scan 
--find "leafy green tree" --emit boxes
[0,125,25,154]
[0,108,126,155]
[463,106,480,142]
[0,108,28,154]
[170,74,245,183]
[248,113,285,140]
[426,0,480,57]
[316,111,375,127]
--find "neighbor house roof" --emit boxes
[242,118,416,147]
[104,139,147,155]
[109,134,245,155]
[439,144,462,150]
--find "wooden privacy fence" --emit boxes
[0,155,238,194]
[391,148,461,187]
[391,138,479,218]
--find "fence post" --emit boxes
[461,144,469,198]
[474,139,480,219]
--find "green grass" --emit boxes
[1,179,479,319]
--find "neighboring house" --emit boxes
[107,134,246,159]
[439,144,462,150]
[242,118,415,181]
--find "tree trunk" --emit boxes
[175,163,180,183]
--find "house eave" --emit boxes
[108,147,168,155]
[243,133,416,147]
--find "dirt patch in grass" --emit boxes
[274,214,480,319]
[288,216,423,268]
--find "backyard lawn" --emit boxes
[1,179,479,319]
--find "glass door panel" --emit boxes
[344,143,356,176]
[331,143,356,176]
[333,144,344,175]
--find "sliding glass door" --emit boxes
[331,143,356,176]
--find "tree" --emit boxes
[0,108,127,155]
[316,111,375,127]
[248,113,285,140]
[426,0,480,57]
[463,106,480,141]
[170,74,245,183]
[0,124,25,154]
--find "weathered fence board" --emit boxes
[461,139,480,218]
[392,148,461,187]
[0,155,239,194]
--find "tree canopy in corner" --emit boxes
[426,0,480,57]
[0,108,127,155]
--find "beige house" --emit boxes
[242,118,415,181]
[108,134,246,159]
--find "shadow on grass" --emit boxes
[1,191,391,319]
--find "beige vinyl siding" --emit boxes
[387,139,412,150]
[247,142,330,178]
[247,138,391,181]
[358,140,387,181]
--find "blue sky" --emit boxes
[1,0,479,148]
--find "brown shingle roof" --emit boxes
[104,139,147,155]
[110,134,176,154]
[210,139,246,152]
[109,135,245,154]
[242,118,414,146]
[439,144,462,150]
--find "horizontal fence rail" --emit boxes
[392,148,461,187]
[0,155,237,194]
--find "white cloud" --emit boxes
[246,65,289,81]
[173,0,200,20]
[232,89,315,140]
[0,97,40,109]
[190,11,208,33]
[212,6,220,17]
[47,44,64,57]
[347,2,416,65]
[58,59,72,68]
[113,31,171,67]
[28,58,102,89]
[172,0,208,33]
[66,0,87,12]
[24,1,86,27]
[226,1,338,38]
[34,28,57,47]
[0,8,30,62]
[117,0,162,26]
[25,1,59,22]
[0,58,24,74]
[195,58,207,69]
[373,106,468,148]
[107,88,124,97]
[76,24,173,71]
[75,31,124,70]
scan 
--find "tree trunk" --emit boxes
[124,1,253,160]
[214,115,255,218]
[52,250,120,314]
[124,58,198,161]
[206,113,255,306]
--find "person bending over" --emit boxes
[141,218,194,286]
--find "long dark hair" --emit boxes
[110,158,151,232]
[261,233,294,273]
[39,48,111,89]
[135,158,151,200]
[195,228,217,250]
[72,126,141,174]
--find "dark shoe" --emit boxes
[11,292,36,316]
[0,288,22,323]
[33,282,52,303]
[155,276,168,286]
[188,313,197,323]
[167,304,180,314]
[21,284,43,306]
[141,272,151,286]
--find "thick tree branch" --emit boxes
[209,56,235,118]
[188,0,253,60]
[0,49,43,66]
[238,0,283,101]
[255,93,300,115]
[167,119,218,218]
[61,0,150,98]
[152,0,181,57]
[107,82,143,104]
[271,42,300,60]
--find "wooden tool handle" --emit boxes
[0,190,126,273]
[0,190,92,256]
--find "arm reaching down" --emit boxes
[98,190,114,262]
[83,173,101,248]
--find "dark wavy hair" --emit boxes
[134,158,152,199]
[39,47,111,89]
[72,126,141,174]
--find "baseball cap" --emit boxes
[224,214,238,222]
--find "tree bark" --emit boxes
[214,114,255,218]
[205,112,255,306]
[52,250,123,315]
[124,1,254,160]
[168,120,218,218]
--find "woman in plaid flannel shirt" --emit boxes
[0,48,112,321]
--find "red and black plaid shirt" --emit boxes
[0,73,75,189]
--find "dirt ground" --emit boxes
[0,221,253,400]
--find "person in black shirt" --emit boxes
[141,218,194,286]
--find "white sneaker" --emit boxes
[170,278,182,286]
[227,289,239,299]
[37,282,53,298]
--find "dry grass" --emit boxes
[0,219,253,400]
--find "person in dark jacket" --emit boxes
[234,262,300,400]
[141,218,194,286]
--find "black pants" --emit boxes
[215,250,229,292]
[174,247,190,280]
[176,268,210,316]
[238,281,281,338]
* * *
• [What this task involves]: The records above must be repeated exactly, every one of them.

• [Your response]:
scan 
--find "leafy green tree" --emit boxes
[0,125,25,154]
[0,108,126,155]
[463,106,480,142]
[0,108,28,154]
[170,74,245,183]
[248,113,285,140]
[426,0,480,57]
[316,111,375,127]
--find "neighbor house roof" --emit boxes
[242,118,416,147]
[104,139,147,155]
[109,134,245,155]
[439,144,462,150]
--find "wooden privacy fence" --emit boxes
[0,155,238,194]
[391,148,461,187]
[391,138,479,218]
--find "fence post" --emit boxes
[461,144,469,198]
[474,139,480,219]
--find "green grass" --emit boxes
[1,179,479,319]
--find "neighboring house" --emit boxes
[107,134,246,159]
[439,144,462,150]
[242,118,415,181]
--find "tree trunk" --emit boxes
[175,163,180,183]
--find "house eave" --emit boxes
[108,147,168,155]
[243,133,416,147]
--find "dirt patch in grass" --emit boxes
[274,214,480,319]
[288,216,423,268]
--find "backyard lawn" --emit boxes
[1,179,479,319]
--find "glass door panel" --emit boxes
[344,143,356,176]
[331,143,356,176]
[333,144,344,175]
--find "sliding glass door" --emit boxes
[331,143,356,176]
--find "tree" --emit boxes
[0,108,127,155]
[316,111,375,127]
[248,113,285,140]
[426,0,480,57]
[463,106,480,141]
[170,74,245,183]
[0,124,25,154]
--find "weathered fence board" --emit boxes
[461,139,480,218]
[392,148,461,187]
[0,155,239,194]
--find "tree canopy in corner" --emit boxes
[426,0,480,57]
[0,108,127,155]
--find "beige house" --emit boxes
[242,118,415,181]
[108,134,246,159]
--find "shadow on grass" --emit boxes
[1,191,391,319]
--find "beige vinyl siding" --emit boxes
[387,139,412,150]
[247,142,330,178]
[247,138,391,181]
[358,140,387,181]
--find "blue sky" --emit boxes
[1,0,479,148]
--find "brown shingle roof" --emit boxes
[104,139,147,155]
[110,134,176,154]
[210,139,246,152]
[109,135,245,154]
[242,118,414,146]
[439,144,462,150]
--find "horizontal fence rail" --emit boxes
[392,148,461,187]
[0,155,237,194]
--find "white cloud" --emit boxes
[246,65,289,81]
[173,0,200,20]
[232,89,315,140]
[0,97,40,109]
[190,11,208,33]
[212,6,220,17]
[47,44,64,57]
[347,2,416,65]
[58,59,72,68]
[113,31,171,67]
[28,58,102,89]
[172,0,208,33]
[66,0,87,12]
[24,1,86,27]
[226,1,338,38]
[34,28,57,47]
[0,8,30,62]
[117,0,162,26]
[25,1,59,22]
[0,58,24,74]
[195,58,207,69]
[373,106,468,148]
[107,88,124,97]
[76,24,173,71]
[75,31,124,70]
scan 
--find "tree trunk" --emit boxes
[124,1,253,160]
[214,115,255,218]
[52,250,120,314]
[124,58,198,161]
[206,113,255,306]
--find "person bending over" --emit boxes
[141,218,194,286]
--find "long dark hair" --emit boxes
[110,158,151,232]
[261,233,294,273]
[39,48,111,89]
[135,158,151,200]
[195,228,217,250]
[72,126,141,174]
--find "dark shoe" --emit boxes
[11,292,36,316]
[0,288,22,323]
[33,282,52,303]
[155,276,168,286]
[188,313,197,323]
[167,304,180,314]
[21,284,43,306]
[141,272,151,286]
--find "thick tree branch" --emit boxes
[209,56,235,118]
[188,0,253,60]
[0,49,43,66]
[238,0,283,101]
[255,93,300,115]
[167,119,218,218]
[61,0,150,98]
[152,0,181,57]
[107,82,143,104]
[271,42,300,60]
--find "wooden tool handle" --emit boxes
[0,190,126,273]
[0,190,92,256]
--find "arm reaching down" --emit boxes
[98,190,114,262]
[83,173,101,248]
--find "dark wavy hair" --emit boxes
[134,158,152,199]
[39,47,111,89]
[72,126,141,174]
--find "baseball cap" --emit boxes
[224,214,238,222]
--find "tree bark" --emit boxes
[214,114,255,218]
[205,112,255,306]
[52,250,123,315]
[124,1,254,160]
[168,120,218,218]
--find "woman in plaid flannel shirt" --emit boxes
[0,48,112,321]
--find "red and black plaid shirt" --emit boxes
[0,73,75,189]
--find "dirt ground" --emit boxes
[0,221,253,400]
--find "person in black shirt" --emit boxes
[141,218,194,286]
--find "white sneaker" --emit boxes
[170,278,182,286]
[227,289,239,299]
[37,282,53,298]
--find "dry grass" --emit boxes
[0,219,253,400]
--find "person in dark jacket" --emit boxes
[234,262,300,400]
[141,218,194,286]
--find "black pants" --emit boxes
[215,250,229,292]
[174,247,190,280]
[176,268,210,316]
[238,281,281,338]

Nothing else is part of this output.